[Objective] Copy every line of the material below word for word, changing nothing.

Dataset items

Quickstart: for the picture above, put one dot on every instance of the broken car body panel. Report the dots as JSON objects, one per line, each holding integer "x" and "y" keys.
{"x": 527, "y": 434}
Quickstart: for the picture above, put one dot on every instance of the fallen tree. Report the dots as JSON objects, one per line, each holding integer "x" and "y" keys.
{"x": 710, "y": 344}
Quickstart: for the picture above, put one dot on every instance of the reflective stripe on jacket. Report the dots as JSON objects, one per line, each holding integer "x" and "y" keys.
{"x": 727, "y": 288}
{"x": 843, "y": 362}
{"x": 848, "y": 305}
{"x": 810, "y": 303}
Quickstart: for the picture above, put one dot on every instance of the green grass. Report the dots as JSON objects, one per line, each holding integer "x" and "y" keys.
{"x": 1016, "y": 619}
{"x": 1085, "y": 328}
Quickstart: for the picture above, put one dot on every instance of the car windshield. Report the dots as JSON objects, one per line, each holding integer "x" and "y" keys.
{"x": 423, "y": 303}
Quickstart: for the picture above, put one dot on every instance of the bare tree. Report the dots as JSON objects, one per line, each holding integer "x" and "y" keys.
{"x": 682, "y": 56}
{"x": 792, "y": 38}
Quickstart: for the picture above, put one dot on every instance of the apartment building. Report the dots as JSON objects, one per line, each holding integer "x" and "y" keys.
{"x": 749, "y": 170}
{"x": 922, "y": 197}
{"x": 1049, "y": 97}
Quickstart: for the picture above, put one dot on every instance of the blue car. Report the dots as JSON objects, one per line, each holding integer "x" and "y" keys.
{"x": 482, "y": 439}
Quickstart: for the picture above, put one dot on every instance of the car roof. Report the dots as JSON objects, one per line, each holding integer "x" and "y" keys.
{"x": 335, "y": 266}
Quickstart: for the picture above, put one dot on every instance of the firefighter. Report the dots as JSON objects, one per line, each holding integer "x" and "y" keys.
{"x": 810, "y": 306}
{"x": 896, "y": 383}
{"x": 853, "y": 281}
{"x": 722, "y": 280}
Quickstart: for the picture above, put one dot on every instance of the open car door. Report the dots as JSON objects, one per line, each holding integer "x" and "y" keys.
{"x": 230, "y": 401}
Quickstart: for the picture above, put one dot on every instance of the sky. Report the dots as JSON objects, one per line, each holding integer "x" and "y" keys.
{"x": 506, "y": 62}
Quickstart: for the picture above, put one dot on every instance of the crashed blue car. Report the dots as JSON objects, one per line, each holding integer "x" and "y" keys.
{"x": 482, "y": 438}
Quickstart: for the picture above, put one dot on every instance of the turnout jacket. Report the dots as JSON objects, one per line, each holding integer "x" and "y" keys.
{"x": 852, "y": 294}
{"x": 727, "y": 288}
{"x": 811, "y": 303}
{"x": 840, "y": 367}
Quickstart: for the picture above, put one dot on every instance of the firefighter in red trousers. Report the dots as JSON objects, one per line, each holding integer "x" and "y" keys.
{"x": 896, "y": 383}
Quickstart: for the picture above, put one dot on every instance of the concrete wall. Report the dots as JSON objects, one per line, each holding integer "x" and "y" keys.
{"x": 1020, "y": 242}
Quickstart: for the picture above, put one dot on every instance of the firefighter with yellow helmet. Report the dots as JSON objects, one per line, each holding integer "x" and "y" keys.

[Final result]
Quickstart: for the picture above, put one dot on every instance of the broken car body panel. Report the dots as JSON objects, one per line, each holding integer "x" and "y" keys.
{"x": 527, "y": 434}
Quickstart: for the picture above, put one dot on every instance of the fallen tree. Report the dots as JSON objects, one per line, each holding integer "x" and "y" keys.
{"x": 710, "y": 344}
Quickstart: for the picture above, put one dot on every instance of the reflective stripe on jacket. Report the dots as JSON objects, one per line, each holding integer "x" and "y" keys.
{"x": 727, "y": 288}
{"x": 843, "y": 362}
{"x": 848, "y": 305}
{"x": 810, "y": 303}
Quickstart: for the picture above, put one dot on every instance of the green grass. Report the dots as JSON objects, one per line, each holding integer "x" and "y" keys.
{"x": 1016, "y": 619}
{"x": 1085, "y": 328}
Quickstart: for the picture above, put one dot on every instance of the car windshield. Report the dots as JSON objects, one per line, each holding integer "x" and "y" keys.
{"x": 423, "y": 303}
Quickstart: for the picture above, put one dot on every instance of the bare tree. Report the dots as JSON objects, one per line, each holding integer "x" and "y" keys.
{"x": 682, "y": 56}
{"x": 792, "y": 38}
Quickstart: for the picture above, put one dot on every instance of the apartment building. Report the dots as JSON objects, one per line, each holding integer "x" and "y" keys.
{"x": 749, "y": 170}
{"x": 922, "y": 197}
{"x": 1049, "y": 97}
Quickstart: for the picture above, put one dot on every instance of the blue car. Report the dots as JSON objects, one per line, each holding integer "x" and "y" keys.
{"x": 482, "y": 439}
Quickstart: for the picture above, put one dot on every instance of the car roof. Report the dots as JSON objects, one per line, each holding integer "x" and "y" keys.
{"x": 335, "y": 266}
Quickstart: for the picture above, put one dot on every instance of the firefighter. Report the dots as JSON objects, one per line, each holding integer "x" and "y" keys.
{"x": 810, "y": 306}
{"x": 896, "y": 383}
{"x": 853, "y": 281}
{"x": 722, "y": 280}
Quickstart: for the picture above, put one dot on every instance of the open car door. Report the dots as JSON objects, one per line, each holding integer "x" and "y" keys.
{"x": 230, "y": 401}
Quickstart: for the picture above, put one dot on every instance of the sky. Report the dots as JSON objects, one per line, each holding integer "x" and "y" keys.
{"x": 506, "y": 62}
Quickstart: for the picture above, put one dot on every instance of the crashed blue car. Report the dots as JSON objects, one per line, each holding integer "x" and "y" keys.
{"x": 482, "y": 438}
Quickstart: for the picture above, put one dot on every instance of the turnout jacket. Report the dots as JSON objects, one per line, each holding integer "x" and "y" keys.
{"x": 852, "y": 294}
{"x": 727, "y": 288}
{"x": 811, "y": 303}
{"x": 840, "y": 367}
Quickstart: for the picture above, put one dot on every instance of the firefighter in red trousers. Report the dots as JSON objects, one per line, each holding integer "x" and "y" keys.
{"x": 896, "y": 383}
Quickstart: for the picture above, put one dot on every instance of the concrete wall. Report the dots as JSON objects, one per line, each holding integer "x" and "y" keys.
{"x": 1020, "y": 242}
Quickstart: for the picture above, put one dot on every instance of the firefighter with yellow helmet. Report the dots as JSON objects, one per line, each holding integer "x" and "y" keys.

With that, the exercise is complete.